(What the exercise asks):
Select every line below that contains the string "woman", and copy those lines.

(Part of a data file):
* * * *
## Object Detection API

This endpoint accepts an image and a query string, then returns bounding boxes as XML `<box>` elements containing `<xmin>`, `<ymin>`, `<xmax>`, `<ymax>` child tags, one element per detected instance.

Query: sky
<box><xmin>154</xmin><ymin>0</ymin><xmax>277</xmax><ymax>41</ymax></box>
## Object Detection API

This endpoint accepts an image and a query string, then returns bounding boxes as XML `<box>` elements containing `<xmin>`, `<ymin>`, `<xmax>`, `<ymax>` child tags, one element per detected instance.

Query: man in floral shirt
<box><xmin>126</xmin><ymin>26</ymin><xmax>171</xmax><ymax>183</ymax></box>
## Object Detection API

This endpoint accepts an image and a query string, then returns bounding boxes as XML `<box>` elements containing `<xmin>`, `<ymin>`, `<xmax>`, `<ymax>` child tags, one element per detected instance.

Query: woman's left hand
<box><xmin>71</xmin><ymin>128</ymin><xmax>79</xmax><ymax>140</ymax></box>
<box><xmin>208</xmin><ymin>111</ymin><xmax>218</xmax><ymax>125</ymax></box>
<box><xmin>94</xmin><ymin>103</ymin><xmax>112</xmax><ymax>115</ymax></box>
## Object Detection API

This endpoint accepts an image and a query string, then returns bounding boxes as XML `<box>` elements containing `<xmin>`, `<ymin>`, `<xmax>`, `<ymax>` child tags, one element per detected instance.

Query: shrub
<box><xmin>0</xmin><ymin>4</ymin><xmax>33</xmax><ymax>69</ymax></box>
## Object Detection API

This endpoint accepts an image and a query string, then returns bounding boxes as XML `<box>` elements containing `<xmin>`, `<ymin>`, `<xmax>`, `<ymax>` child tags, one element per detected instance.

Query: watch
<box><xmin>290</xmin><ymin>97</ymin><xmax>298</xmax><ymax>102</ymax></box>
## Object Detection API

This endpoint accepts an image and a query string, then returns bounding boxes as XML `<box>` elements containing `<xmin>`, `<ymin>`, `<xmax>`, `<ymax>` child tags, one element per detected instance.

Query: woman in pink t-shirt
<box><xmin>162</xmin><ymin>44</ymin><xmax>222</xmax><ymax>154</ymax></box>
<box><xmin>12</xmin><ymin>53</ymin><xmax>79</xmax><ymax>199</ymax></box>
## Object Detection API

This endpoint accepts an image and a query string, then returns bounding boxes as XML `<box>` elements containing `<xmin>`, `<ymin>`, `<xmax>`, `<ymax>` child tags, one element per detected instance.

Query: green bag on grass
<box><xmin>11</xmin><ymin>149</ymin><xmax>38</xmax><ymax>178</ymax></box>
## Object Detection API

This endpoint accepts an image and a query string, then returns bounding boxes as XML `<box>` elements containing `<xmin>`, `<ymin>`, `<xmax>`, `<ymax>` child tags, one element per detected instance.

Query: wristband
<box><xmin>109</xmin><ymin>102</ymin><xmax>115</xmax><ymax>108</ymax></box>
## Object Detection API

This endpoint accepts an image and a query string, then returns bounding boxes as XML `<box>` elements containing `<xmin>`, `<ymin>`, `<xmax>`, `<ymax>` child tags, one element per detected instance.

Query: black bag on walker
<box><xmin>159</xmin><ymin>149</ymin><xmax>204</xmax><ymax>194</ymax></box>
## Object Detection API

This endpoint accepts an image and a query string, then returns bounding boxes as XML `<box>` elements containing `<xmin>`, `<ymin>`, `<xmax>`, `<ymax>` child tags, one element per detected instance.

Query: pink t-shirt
* * * *
(Correct response):
Query: woman's left hand
Query: woman in pink t-shirt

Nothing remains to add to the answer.